--- Start of Task material ---

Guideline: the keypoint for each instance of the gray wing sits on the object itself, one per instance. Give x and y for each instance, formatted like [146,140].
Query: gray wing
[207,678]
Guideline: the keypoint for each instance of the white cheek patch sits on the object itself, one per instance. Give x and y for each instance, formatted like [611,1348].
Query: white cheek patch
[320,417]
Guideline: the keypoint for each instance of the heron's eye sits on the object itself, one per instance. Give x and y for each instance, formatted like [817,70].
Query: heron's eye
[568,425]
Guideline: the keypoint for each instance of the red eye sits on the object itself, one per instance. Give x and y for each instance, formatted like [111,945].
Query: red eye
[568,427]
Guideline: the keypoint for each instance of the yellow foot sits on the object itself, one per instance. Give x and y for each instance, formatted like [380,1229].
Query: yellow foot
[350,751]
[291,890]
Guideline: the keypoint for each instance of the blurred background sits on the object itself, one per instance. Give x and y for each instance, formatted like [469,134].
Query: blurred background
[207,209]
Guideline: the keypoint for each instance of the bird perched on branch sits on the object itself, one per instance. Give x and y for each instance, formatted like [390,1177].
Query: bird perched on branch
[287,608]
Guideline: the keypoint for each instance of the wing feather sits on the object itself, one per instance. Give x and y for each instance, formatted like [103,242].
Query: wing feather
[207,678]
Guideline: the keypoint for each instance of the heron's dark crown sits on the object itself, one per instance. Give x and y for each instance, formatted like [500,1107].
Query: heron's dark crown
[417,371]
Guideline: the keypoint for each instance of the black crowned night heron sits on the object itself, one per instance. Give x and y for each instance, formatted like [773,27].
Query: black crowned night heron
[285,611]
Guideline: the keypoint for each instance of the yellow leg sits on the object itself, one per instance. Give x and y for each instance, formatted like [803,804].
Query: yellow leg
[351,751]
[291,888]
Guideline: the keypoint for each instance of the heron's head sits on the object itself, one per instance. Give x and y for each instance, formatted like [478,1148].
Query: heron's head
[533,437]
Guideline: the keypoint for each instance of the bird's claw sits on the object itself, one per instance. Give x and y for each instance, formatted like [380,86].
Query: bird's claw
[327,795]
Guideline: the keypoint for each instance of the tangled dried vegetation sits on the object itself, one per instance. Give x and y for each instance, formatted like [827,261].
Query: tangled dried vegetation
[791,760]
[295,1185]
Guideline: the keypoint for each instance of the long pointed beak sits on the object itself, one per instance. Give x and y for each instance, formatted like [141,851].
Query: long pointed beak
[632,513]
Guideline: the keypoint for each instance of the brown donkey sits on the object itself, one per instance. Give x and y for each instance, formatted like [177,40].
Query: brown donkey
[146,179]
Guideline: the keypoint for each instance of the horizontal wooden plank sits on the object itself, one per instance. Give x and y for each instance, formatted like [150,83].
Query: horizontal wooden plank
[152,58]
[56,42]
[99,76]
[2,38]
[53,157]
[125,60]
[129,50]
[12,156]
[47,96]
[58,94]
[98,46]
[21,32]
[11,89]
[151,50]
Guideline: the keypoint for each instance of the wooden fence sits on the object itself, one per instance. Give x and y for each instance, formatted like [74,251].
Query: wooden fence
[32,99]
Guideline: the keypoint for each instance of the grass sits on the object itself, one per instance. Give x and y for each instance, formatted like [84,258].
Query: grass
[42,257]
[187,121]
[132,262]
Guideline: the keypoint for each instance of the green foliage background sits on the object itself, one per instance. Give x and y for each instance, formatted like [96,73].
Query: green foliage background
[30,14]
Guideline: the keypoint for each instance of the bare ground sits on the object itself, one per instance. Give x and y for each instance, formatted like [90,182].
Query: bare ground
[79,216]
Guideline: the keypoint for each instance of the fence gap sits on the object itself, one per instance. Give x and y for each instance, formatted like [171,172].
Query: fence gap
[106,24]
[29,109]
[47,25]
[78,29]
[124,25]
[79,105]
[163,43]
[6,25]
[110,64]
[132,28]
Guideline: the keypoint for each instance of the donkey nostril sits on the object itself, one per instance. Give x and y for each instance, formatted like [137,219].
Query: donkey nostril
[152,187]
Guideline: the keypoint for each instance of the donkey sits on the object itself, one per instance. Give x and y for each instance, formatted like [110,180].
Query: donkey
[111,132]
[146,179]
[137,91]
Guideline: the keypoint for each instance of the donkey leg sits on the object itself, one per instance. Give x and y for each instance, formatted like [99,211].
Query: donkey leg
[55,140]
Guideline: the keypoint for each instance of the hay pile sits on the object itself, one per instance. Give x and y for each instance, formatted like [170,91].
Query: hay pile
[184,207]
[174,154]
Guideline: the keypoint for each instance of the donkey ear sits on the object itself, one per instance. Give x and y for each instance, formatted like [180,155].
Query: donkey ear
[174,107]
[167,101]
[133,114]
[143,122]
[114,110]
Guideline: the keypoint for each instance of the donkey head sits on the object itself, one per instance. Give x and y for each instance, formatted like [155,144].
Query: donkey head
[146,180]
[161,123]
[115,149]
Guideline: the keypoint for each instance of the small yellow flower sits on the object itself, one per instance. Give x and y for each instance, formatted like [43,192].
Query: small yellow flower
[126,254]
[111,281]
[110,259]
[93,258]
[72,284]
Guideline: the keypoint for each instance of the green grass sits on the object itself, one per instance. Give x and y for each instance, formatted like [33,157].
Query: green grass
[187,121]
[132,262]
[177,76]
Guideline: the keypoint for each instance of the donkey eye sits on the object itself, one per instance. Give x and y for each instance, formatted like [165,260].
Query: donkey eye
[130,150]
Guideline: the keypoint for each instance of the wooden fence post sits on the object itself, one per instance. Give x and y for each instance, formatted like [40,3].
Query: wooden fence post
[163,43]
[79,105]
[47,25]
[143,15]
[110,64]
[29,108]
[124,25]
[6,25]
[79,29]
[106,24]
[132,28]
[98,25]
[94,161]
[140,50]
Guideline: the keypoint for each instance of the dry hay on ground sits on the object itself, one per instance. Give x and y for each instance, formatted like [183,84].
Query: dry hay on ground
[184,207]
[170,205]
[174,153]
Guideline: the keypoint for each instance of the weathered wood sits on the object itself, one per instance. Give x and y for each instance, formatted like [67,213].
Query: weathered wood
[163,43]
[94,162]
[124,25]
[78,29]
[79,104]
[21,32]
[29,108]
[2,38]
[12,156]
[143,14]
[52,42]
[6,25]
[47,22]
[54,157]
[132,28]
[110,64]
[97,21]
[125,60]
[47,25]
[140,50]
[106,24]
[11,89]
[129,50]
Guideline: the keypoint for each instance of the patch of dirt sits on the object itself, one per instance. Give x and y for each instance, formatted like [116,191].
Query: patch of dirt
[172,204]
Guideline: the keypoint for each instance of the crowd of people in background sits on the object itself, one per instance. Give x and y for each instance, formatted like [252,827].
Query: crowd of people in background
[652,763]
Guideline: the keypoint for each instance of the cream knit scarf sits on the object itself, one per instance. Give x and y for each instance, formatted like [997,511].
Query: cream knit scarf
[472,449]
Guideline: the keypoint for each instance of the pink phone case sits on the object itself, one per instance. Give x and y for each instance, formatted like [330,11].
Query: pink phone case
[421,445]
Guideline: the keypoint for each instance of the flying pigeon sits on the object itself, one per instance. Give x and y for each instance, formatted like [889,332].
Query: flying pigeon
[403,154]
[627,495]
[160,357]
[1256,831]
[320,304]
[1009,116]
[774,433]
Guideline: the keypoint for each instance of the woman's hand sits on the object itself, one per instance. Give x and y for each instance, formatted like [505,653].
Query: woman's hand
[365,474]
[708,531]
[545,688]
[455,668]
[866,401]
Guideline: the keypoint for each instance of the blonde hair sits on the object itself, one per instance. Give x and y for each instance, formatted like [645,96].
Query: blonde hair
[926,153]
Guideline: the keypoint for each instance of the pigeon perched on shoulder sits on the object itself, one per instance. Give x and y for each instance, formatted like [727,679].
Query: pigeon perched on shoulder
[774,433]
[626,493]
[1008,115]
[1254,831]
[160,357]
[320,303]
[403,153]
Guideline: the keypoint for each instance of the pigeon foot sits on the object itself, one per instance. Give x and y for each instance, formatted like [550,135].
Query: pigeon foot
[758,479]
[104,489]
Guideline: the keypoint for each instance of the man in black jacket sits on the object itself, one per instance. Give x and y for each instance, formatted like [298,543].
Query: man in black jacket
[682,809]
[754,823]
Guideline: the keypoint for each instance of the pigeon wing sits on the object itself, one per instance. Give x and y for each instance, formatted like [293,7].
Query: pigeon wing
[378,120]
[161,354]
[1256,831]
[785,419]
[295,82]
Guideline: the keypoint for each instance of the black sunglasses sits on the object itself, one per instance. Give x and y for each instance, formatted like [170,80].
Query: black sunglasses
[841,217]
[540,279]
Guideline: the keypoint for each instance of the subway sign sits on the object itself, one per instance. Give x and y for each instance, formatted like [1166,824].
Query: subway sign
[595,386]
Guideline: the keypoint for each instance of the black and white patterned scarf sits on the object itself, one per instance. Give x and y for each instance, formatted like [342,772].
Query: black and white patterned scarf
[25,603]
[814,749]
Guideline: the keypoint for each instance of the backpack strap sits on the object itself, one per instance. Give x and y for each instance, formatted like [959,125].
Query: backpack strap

--- End of Task material ---

Rewrite the listing from the line that contains "Guideline: the keypoint for each instance of the pigeon foot" through its final line, replacing "black sunglasses" with "dark sunglasses" and keeping everything else unchanged.

_Solution to the exercise_
Guideline: the keypoint for each instance of the pigeon foot sits on the object itself, one per instance. Give x and y for each instance, formatted like [550,135].
Query: pigeon foot
[758,479]
[104,489]
Guideline: the keypoint for each instance of the man in black jacket sits on the object itself, one per instance. Give x and y for each instance, formatted like [298,543].
Query: man in black jacket
[682,809]
[754,823]
Guideline: the keypoint for each instance of the pigeon wing sits on the object itself, one per instance. Give x and y for each instance, formatted like [293,7].
Query: pigeon wing
[378,120]
[161,354]
[1256,831]
[785,419]
[295,82]
Guideline: the keypoint for each instance of the dark sunglasses sits on the object itself, one per instance. Give x and y for each instance, formatted like [170,80].
Query: dark sunglasses
[841,217]
[540,279]
Guideline: the keypoint for each instance of the subway sign sits on the object itself, one per instance. Give x and y for each instance, formatted like [1166,824].
Query: subway sign
[595,386]
Guideline: the keypoint for each instance of the black and white patterned scarf sits on the object itself, one per instance. Give x and y for each instance, formatted like [342,772].
Query: black and white patterned scarf
[25,603]
[814,749]
Guideline: the keypoint for each instance of the backpack strap sits on the object itself, one per instance. Give x and y for each instance, formatted like [959,125].
Query: backpack strap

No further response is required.